• [Input data]
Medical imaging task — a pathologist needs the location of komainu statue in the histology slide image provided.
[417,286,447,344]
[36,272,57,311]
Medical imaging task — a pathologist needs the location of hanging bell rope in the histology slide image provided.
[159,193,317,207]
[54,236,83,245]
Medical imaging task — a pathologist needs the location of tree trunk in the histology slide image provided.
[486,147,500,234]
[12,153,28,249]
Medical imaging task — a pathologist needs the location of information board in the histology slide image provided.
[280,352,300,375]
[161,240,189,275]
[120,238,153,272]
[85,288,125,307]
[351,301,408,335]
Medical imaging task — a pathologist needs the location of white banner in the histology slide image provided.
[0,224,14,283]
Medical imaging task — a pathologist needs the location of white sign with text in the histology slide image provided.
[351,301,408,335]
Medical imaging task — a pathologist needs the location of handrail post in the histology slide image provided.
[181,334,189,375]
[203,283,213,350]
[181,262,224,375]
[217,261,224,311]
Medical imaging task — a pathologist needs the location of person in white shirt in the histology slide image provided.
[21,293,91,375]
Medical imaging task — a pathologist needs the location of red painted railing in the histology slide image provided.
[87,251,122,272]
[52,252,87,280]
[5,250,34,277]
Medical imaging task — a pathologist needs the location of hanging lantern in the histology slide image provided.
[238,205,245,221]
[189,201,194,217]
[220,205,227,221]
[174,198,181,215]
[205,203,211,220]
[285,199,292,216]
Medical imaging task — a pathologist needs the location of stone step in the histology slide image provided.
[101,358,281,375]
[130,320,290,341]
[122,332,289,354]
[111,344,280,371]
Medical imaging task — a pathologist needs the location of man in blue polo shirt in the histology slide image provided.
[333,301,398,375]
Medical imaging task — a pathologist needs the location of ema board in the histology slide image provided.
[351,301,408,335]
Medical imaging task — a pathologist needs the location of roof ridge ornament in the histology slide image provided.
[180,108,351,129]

• [Written exercise] Retype all of the records above word for word, keeping every line in its original order.

• [Problem solution]
Medical imaging task — a pathologist needs the location of komainu statue in the histology slide image provided.
[417,286,447,344]
[36,272,57,311]
Medical imaging task — a pathologist needs the location of hanging bell rope in the histology slide image provided.
[159,193,317,207]
[54,236,83,245]
Medical imaging task — a pathologist needs the location of tree trunk in the histology slide image provided.
[486,147,500,234]
[12,153,28,249]
Medical imaging task — a pathologist needs the location of information board in the histology slide image provided.
[280,352,300,375]
[161,240,189,275]
[120,238,153,272]
[85,288,125,307]
[351,301,408,335]
Medical imaging task — a pathologist needs the location of white banner in the histology slide image provided.
[0,224,14,283]
Medical imaging task — a pathologist needs the location of white sign with text in the histology slide image provided.
[351,301,408,335]
Medical imaging task — a pathologist needs the location of handrail post in the histology slide image provided.
[181,334,189,375]
[203,283,213,350]
[181,262,224,375]
[217,261,224,311]
Medical imaging task — a pathologist needs the location of person in white shirt in the histology slide image provided.
[21,293,91,375]
Medical imaging task — a pathologist needs the location of red painted railing in the histology slide image provided.
[87,251,122,272]
[52,252,87,280]
[5,250,34,277]
Medical imaging task — a pathologist needs the location of hanging lantern in the histology slide image provided.
[238,205,245,221]
[189,201,194,217]
[220,205,227,221]
[174,198,181,215]
[205,203,211,220]
[285,199,292,216]
Medical imaging task — a pathologist needs the location of stone step in the histology slide image provided.
[101,358,281,375]
[130,320,290,341]
[122,332,289,354]
[111,344,280,371]
Medical imaging task — a pathologist needs the location of man in blue polo shirt in the histology slide image provided.
[333,301,398,375]
Medical imaging task — a pathologist needs the location of ema board in the histology slide image provided.
[351,301,408,335]
Medical imaging task — a pathologist needs the location of roof ridge ornament in the histology slide image provided.
[180,108,351,129]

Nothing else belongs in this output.